--- START Task material ---

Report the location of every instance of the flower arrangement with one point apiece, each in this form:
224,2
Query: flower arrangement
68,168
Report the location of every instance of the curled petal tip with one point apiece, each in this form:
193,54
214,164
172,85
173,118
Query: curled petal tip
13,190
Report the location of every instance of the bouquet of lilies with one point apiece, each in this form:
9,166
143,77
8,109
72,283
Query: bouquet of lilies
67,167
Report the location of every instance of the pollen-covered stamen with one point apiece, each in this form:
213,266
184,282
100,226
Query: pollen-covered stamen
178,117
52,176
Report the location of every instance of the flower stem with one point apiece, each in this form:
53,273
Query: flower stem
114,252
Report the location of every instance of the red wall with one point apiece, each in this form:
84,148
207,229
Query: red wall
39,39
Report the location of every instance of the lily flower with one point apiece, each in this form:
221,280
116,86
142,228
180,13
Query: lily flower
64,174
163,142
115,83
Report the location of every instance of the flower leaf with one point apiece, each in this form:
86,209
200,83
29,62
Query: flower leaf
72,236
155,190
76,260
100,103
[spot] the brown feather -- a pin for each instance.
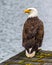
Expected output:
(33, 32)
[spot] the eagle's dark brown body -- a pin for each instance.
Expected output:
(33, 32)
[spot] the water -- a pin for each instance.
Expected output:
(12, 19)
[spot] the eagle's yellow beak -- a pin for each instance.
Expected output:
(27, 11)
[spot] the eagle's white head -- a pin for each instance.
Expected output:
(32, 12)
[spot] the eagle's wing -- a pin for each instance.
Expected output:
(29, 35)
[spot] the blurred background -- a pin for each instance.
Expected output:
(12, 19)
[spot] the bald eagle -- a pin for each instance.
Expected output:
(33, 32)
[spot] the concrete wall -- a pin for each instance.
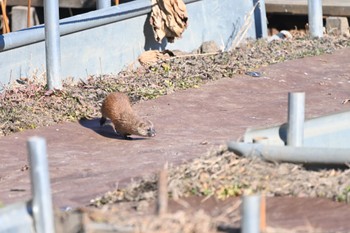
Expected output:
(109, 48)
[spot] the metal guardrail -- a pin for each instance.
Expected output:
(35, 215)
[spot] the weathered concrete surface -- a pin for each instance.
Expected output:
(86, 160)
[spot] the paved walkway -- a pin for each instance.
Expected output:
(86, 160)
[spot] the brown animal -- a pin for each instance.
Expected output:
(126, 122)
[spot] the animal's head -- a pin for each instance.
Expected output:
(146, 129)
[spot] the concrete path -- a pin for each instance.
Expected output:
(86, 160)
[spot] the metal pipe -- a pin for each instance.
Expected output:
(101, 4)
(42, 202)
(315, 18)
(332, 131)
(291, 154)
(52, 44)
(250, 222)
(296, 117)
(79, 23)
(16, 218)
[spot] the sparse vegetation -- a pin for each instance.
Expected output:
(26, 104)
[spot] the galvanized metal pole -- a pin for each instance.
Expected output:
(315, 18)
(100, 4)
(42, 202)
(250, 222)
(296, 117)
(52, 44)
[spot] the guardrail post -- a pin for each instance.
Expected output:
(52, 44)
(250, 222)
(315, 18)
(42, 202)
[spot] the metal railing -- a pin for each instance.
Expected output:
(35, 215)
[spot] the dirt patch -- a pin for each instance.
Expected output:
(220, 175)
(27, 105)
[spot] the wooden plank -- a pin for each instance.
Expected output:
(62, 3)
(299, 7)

--- END Task material ---
--- START Task material ---

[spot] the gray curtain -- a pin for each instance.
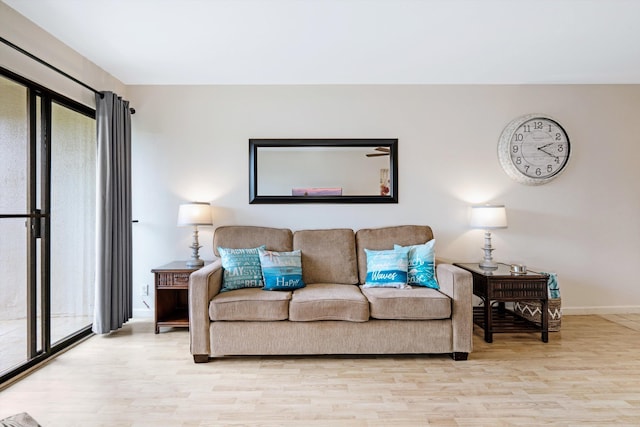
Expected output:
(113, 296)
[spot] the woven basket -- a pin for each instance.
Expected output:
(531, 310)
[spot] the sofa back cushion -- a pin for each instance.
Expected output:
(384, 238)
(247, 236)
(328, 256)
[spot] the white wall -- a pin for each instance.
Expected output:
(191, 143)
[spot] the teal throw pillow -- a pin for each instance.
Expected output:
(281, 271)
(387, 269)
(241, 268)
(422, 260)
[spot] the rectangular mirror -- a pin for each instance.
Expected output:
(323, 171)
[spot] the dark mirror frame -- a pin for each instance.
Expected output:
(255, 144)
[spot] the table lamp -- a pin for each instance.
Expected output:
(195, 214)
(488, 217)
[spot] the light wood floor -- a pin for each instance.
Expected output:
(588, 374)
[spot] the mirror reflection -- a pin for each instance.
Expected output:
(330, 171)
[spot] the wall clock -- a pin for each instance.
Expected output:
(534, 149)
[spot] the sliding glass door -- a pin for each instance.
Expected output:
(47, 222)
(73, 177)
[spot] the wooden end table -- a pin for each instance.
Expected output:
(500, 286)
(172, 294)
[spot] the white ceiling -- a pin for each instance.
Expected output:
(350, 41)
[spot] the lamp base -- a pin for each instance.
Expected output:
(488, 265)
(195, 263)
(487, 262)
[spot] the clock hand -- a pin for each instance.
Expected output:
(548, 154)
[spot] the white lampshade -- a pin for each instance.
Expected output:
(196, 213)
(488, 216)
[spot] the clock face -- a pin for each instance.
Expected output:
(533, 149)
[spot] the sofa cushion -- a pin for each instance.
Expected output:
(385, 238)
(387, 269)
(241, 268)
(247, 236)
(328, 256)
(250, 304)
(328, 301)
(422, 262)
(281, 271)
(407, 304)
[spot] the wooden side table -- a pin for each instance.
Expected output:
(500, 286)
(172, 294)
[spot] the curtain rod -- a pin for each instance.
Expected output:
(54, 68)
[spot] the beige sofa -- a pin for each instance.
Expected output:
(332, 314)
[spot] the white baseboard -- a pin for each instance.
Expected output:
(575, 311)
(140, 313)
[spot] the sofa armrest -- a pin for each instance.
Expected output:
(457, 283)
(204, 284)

--- END Task material ---
--- START Task material ---

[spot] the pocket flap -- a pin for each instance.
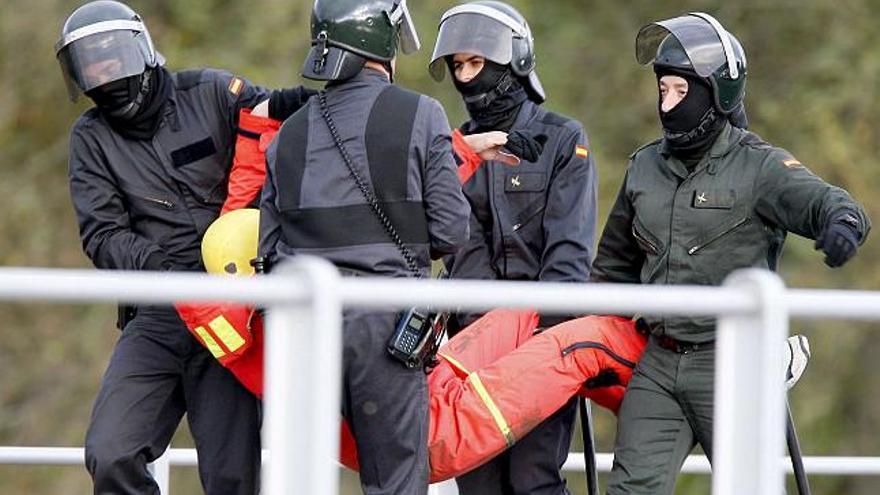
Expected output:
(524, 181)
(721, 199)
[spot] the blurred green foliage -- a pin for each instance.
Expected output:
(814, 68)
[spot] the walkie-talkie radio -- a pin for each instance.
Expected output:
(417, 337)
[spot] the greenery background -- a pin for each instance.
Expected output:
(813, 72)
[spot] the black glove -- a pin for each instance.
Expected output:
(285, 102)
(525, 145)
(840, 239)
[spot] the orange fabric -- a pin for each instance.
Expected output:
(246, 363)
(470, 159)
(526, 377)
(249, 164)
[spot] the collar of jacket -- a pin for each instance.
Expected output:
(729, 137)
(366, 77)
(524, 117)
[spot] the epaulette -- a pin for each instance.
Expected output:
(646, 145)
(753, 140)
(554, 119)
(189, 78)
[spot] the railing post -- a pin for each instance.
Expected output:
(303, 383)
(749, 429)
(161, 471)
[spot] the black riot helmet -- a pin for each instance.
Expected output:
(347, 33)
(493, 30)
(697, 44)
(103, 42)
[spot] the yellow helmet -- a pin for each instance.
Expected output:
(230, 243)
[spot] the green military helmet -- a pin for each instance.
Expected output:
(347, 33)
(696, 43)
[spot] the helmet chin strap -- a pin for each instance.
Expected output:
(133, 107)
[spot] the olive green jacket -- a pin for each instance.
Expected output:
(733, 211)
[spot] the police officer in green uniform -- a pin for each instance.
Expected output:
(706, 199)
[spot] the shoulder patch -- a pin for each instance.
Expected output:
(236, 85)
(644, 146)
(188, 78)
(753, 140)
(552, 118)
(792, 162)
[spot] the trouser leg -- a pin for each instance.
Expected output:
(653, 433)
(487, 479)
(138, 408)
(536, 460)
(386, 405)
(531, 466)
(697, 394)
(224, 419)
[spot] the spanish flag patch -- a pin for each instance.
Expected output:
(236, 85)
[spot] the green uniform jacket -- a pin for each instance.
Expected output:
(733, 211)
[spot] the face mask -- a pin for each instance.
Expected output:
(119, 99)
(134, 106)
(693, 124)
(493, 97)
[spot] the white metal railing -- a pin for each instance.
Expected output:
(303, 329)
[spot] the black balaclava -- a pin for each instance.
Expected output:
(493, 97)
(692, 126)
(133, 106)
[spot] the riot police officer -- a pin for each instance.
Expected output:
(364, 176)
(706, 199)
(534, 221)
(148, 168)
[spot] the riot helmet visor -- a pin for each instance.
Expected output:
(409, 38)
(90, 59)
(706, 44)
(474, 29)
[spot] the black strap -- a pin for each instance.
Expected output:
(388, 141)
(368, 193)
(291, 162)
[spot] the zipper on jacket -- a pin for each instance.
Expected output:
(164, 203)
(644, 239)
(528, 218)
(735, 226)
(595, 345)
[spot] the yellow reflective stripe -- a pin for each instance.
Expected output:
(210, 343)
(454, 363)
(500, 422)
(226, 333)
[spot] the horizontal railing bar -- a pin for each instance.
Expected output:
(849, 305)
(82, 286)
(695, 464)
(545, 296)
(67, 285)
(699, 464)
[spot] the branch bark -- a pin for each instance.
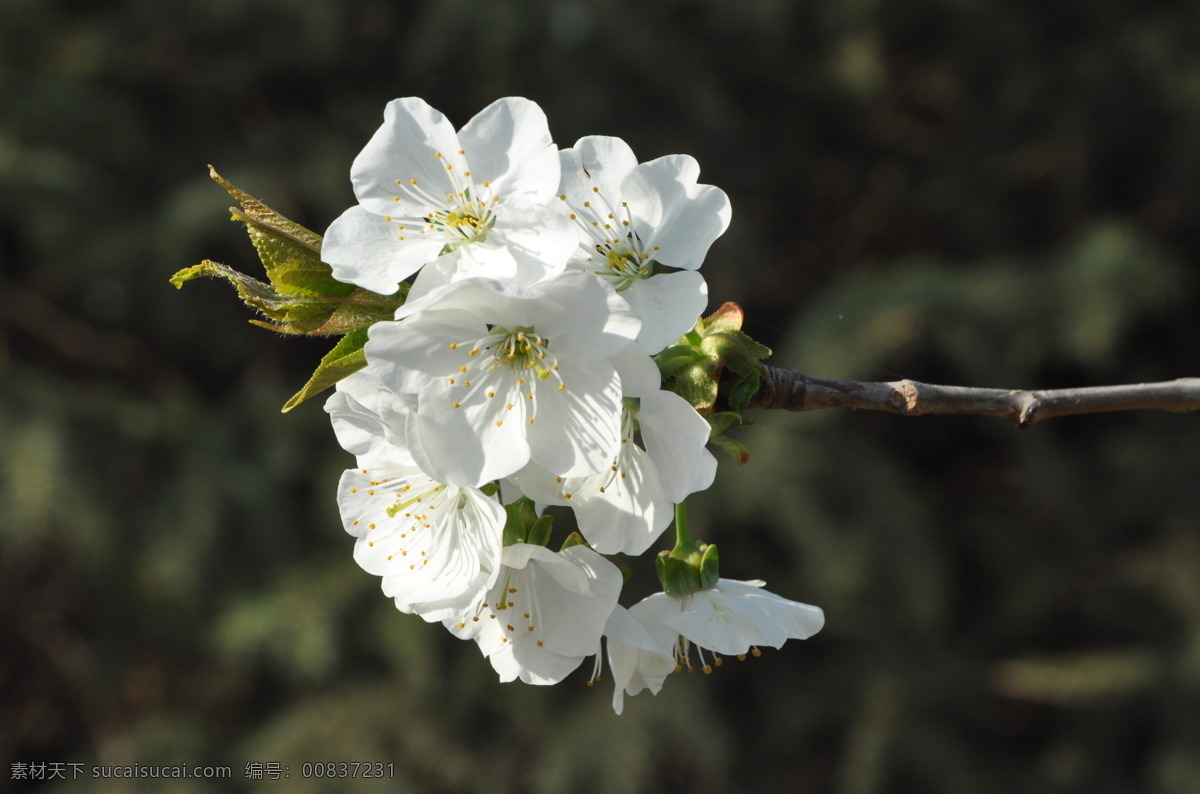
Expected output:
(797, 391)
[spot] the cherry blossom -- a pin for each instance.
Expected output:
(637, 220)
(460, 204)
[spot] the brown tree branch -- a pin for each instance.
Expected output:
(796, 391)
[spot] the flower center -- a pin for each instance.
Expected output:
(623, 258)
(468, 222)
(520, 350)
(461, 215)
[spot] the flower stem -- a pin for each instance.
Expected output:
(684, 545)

--- END Task material ---

● Work to do: Which lines in the records above contain the word "brown"? Copy each of those lines in full, treating uppercase and lowercase as different.

● Task output:
[spot] the brown feather -- a pin for each instance.
[spot] the eagle's dark brown body -- a pin for each instance.
[spot] the brown animal -- a pin for each instance.
[spot] the brown tree branch -- a pin for each instance.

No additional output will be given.